(EXERCISE OBJECTIVE)
When the word "wispy" shows up in a line of the data below, copy that whole line.

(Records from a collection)
———

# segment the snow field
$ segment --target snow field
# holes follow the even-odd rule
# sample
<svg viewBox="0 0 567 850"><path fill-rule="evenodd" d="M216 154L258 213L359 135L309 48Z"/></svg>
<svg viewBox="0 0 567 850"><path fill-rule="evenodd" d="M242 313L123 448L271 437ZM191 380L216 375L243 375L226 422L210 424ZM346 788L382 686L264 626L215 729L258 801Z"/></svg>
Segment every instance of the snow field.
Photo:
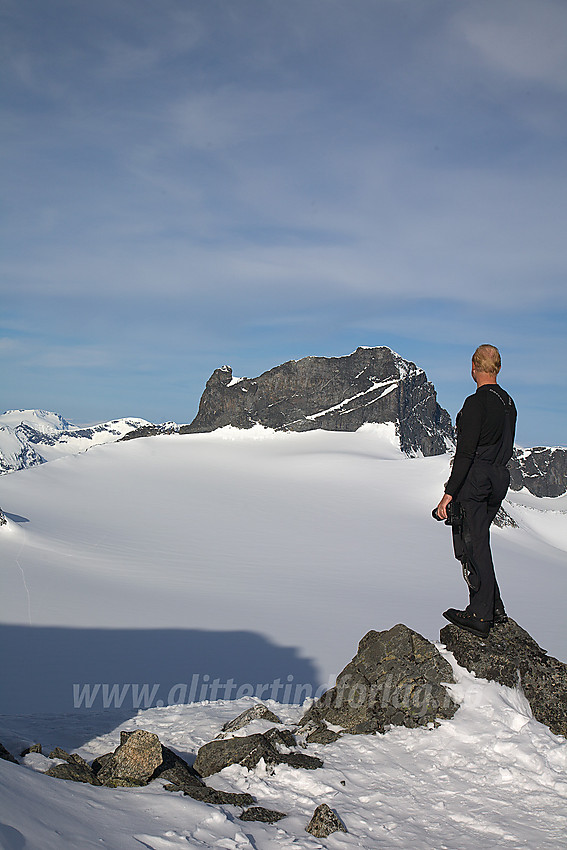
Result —
<svg viewBox="0 0 567 850"><path fill-rule="evenodd" d="M250 698L161 705L176 683L332 685L370 628L404 622L435 640L466 601L450 532L431 517L448 456L408 459L389 428L281 434L255 428L97 447L3 476L0 529L4 710L0 740L87 759L143 728L192 759ZM510 614L567 658L567 496L510 493L520 528L494 529ZM244 823L147 788L91 788L0 761L0 847L559 850L567 833L567 745L517 691L455 665L461 708L436 729L391 729L311 745L324 768L225 769L288 817ZM286 674L289 676L286 678ZM73 684L159 684L138 710L74 707ZM193 699L200 699L197 691ZM212 693L212 691L206 691ZM281 694L281 690L278 692ZM167 699L165 700L167 701ZM303 708L266 700L286 723ZM263 731L254 723L239 734ZM343 784L344 783L344 784ZM327 802L349 833L305 832Z"/></svg>

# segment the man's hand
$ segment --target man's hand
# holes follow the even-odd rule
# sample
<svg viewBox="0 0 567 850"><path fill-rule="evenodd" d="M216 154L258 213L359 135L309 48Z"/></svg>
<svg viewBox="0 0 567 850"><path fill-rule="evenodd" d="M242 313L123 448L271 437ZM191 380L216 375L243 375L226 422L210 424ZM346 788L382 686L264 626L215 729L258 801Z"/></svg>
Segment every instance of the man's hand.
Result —
<svg viewBox="0 0 567 850"><path fill-rule="evenodd" d="M453 501L453 497L449 496L448 493L445 493L437 507L435 508L437 512L437 516L440 516L441 519L447 519L447 505L449 502Z"/></svg>

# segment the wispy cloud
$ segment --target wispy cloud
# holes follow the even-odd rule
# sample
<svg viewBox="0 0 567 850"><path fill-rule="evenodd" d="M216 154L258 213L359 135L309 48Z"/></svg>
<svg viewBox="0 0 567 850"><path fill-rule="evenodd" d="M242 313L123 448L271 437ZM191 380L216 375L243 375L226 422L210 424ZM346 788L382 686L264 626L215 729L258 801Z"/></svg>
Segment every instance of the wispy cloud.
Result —
<svg viewBox="0 0 567 850"><path fill-rule="evenodd" d="M552 0L463 4L457 29L494 70L567 91L567 7Z"/></svg>
<svg viewBox="0 0 567 850"><path fill-rule="evenodd" d="M50 380L112 352L198 395L385 342L449 385L488 332L564 360L563 2L5 6L2 303Z"/></svg>

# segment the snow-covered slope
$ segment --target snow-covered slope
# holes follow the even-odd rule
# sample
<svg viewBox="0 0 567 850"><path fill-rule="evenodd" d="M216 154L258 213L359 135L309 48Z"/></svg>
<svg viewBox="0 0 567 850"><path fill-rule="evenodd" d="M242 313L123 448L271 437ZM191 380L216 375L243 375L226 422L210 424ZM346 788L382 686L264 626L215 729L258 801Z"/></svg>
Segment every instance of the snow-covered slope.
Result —
<svg viewBox="0 0 567 850"><path fill-rule="evenodd" d="M80 427L46 410L7 410L0 415L0 474L114 442L148 424L145 419L114 419Z"/></svg>
<svg viewBox="0 0 567 850"><path fill-rule="evenodd" d="M449 660L452 657L448 654ZM562 850L567 817L567 744L531 717L517 691L477 680L453 661L452 694L460 709L438 729L397 727L386 735L347 735L309 753L324 761L315 771L279 765L240 765L209 778L219 790L251 793L258 805L287 817L277 824L244 823L240 809L208 806L171 794L159 780L147 788L93 788L42 776L49 762L30 755L31 770L0 761L0 799L5 850L276 850L276 848L412 848L412 850ZM301 710L269 702L284 722ZM90 761L113 750L120 728L146 729L189 756L222 725L250 706L235 702L154 708L120 727L85 737L70 731L69 718L37 718L32 724L0 722L0 735L17 749L41 738ZM264 732L255 721L241 734ZM8 738L6 738L8 736ZM313 810L325 802L348 833L325 841L305 832ZM4 840L4 843L2 843Z"/></svg>
<svg viewBox="0 0 567 850"><path fill-rule="evenodd" d="M380 425L150 437L4 476L0 740L92 756L141 727L190 754L251 694L286 703L332 684L370 628L435 640L441 611L466 600L430 516L448 469L404 456ZM567 497L509 498L520 527L493 532L504 601L565 660ZM315 848L304 827L328 802L350 830L337 848L562 847L565 743L515 692L459 676L463 709L438 730L342 739L321 771L211 779L290 812L276 826L159 783L86 788L0 762L0 844Z"/></svg>

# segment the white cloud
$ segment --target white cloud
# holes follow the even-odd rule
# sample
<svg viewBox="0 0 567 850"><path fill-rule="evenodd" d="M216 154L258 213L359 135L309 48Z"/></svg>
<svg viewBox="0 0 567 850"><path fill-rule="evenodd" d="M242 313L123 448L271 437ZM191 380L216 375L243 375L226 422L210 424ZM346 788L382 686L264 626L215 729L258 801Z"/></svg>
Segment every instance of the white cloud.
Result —
<svg viewBox="0 0 567 850"><path fill-rule="evenodd" d="M553 0L464 4L456 24L492 67L567 90L567 5Z"/></svg>

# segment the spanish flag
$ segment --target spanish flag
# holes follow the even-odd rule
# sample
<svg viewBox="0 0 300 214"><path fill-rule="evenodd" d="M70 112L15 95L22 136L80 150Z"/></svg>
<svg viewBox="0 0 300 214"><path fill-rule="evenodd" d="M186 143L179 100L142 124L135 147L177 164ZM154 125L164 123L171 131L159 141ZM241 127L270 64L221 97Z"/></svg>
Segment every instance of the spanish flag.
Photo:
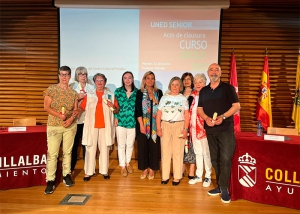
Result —
<svg viewBox="0 0 300 214"><path fill-rule="evenodd" d="M292 119L295 122L295 128L298 129L298 134L300 134L300 55L298 56L298 63L297 63L296 90L295 90Z"/></svg>
<svg viewBox="0 0 300 214"><path fill-rule="evenodd" d="M261 120L264 130L273 126L268 56L265 56L264 70L261 76L261 85L256 106L256 119Z"/></svg>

———

(RESPONSE)
# segment the wispy cloud
$ segment --target wispy cloud
Segment every instance of the wispy cloud.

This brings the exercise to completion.